Obiettivo A ::
Per ciascuna affermazione stabilisci se concorda con il brano sul Festival di Sanremo: rispondi sì o no e cita fedelmente le parole del brano che lo decidono. (i) Annalisa ha ottenuto il terzo posto. (ii) I Kolors si sono piazzati all'ottavo posto. (iii) Secondo l'autore, fra le canzoni dei Campioni ce ne sono almeno due veramente scadenti.
Obiettivo B ::
Prosegui il brano sul Festival di Sanremo, riprendendo subito dopo la sua ultima frase.

═══ Brano

STATO SOCIALE E KOLORS: LA RADIOFONICITA' - C'era chi credeva in un exploit in extremis degli Stato Sociale, ma senza dubbio sono loro "gli altri" vincitori della kermesse, e  vanno a raccogliere di fatto il testimone di Elio e le Storie Tese, i quali, per una curiosa combinazione di fattori, hanno chiuso la loro parabola con quell'ultimo posto agognato da tempo. La band bolognese ha canoni espressivi diversi, più diretti, rispetto alle giravolte linguistiche degli Elii: sta di fatto che hanno sfornato uno di quei tormentoni di cui Sanremo non può fare a meno, per rimanere nell'immaginario collettivo; verosimilmente faranno loro compagnia, nei piani alti delle classifiche di vendita e download, quei Kolors penalizzati da un nono posto che non valorizza la freschezza e la buona costruzione di "Frida".
Meritato il bronzo per Annalisa, che aveva un po' smarrito la... retta via in occasione della sua ultima partecipazione, nel 2016, con una "Diluvio universale" forse troppo pretenziosa e al contempo eccessivamente classica nell'impostazione. In "Il mondo prima di te" ha ritrovato il giusto equilibrio fra tradizione e contemporaneità  che ne aveva decretato il successo di qualche anno fa, sfoderando nel contempo una verve interpretativa  in cui ha abbinato perizia tecnica a intensità emotiva. 
NESSUNA CANZONE VERAMENTE "BRUTTA" - In linea di massima, non riesco a trovare, fra le venti dei Campioni, una canzone veramente scadente. Ce ne sono due o tre di non eccezionale levatura, questo sì: le proposte di Caccamo e del duo Facchinetti-Fogli, per quanto ben strutturate, scivolano via senza lasciare il segno; quella presentata da Noemi non è male, ma non porta nessun valore aggiunto alla carriera della "rossa", che avrebbe invece avuto bisogno di un nuovo slancio in grado di valorizzarne le sempre intatte capacità vocali e sceniche. Per il resto, non posso che promuovere il tenore qualitativo della selezione operata da Baglioni. 
CONTI E BAGLIONI: FILOSOFIE DIVERSE MA VINCENTI - Dopo tre edizioni in cui Conti ha puntato massicciamente sull'immediatezza delle canzoni (ed ha realizzato tre ottimi Festival, lo scrissi negli anni scorsi e lo ribadisco), il suo successore ha optato per una linea artistica più coraggiosa e variegata: salvata comunque una quota di brani dalla notevole forza commerciale, si è puntato con più decisione sul pregio autoriale delle opere. Due filosofie diverse, semplicemente, e va detto che la scelta dell'anchorman toscano era stata perfettamente giustificabile da quel momento storico: occorreva creare dei Sanremo che incidessero sul mercato discografico nostrano, andando in particolare incontro ai gusti del pubblico più giovane che, altrimenti, avrebbe potuto voltare le spalle alla manifestazione. L'obiettivo è stato indubbiamente centrato, e così Claudio ha potuto muoversi con maggiore libertà, fornendo una rappresentanza più vasta di territori musicali.

══════
═══ Dati forniti

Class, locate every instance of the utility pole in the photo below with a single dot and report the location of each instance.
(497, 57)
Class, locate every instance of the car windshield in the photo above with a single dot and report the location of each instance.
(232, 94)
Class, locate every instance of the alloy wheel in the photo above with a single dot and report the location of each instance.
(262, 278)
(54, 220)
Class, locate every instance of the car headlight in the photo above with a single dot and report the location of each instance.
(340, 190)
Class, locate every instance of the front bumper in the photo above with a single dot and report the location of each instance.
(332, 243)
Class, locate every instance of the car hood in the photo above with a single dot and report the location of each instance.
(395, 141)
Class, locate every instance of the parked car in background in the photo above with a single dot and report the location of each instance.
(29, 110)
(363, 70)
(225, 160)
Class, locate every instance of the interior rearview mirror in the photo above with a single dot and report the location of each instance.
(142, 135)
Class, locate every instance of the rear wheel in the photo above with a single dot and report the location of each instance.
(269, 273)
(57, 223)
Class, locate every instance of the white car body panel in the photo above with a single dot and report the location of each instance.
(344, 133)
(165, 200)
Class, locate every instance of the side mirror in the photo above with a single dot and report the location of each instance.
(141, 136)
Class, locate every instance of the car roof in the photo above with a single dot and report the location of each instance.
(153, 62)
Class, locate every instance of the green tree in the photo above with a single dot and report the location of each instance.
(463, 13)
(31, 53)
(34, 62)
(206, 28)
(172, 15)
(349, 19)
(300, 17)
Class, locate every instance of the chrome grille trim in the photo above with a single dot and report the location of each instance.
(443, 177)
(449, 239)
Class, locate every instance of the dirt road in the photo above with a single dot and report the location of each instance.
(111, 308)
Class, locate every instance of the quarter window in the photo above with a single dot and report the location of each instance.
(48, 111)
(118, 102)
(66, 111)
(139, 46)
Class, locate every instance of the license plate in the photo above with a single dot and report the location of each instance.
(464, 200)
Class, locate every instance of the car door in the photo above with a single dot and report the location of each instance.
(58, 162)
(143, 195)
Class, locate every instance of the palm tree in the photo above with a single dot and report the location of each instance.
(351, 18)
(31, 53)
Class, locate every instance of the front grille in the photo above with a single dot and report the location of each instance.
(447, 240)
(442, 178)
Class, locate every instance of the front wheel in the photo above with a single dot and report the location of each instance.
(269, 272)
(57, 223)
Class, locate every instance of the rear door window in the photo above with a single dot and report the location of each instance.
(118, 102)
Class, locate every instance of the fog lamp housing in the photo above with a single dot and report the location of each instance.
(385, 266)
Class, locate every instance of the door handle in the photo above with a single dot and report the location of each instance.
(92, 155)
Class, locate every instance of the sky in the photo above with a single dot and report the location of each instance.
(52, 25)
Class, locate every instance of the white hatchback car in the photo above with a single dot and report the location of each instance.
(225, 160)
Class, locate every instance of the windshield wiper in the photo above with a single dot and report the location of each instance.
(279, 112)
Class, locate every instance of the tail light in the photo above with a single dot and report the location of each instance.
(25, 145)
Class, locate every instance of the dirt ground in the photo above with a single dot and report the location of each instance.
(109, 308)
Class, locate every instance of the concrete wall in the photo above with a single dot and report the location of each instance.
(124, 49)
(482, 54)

══════

Risultato A ::
(i) Sì: «Meritato il bronzo per Annalisa».
(ii) No: «quei Kolors penalizzati da un nono posto».
(iii) No: «non riesco a trovare, fra le venti dei Campioni, una canzone veramente scadente».

Risultato B ::
DA GAZZE' A DIODATO: CI RICORDEREMO DI LORO - E dunque, non è il caso di dare troppo peso alla graduatoria finale, che in Riviera conta sì, ma fino a un certo punto: perché in pochi, fra qualche anno, ricorderanno che Ron è arrivato quarto e la Vanoni quinta, ma in molti, scommetto, terranno a lungo nel cuore le loro proposte, la delicata poesia targata Dalla, la raffinatezza compositiva che Bungaro e Pacifico hanno messo a disposizione della voce sempre calda di Ornella; così come non dimenticheremo il favolistico Gazzè, un Barbarossa che ha dato nuova linfa al folk romanesco, il crescendo emozionale del duo Diodato-Paci. Peccato, casomai, per il diciassettesimo posto di Nina Zilli, finalmente convincente con una melodia tipicamente sanremese ma impreziosita da un bel testo "al femminile". 
PAUSINI: NUOVO PRIMATO - La serata finale è filata via con un ritmo piacevolmente sorprendente, visti i precedenti: le canzoni in concorso si sono susseguite senza eccessivi tempi morti. All'inizio, qualche lieve imperfezione tecnica "on stage" e persino disturbi sul collegamento tv, cosa quest'ultima che, a memoria, non accadeva dai primi anni Ottanta... Poi tutto si è aggiustato e i cantanti in gara hanno dato fondo alle loro energie. Laura Pausini, guarita a tempo di record e benevolmente presa in giro via telefono da Fiorello, ha trovato il modo di aggiungere un altro primato alla sua carriera: durante l'esecuzione di "Come se non fosse stato mai amore", è uscita dal teatro e ha continuato a cantare al cospetto delle tante persone che, tradizionalmente, sostano davanti all'Ariston per tutta la durata dell'evento; mai nessuno prima di lei aveva... osato tanto.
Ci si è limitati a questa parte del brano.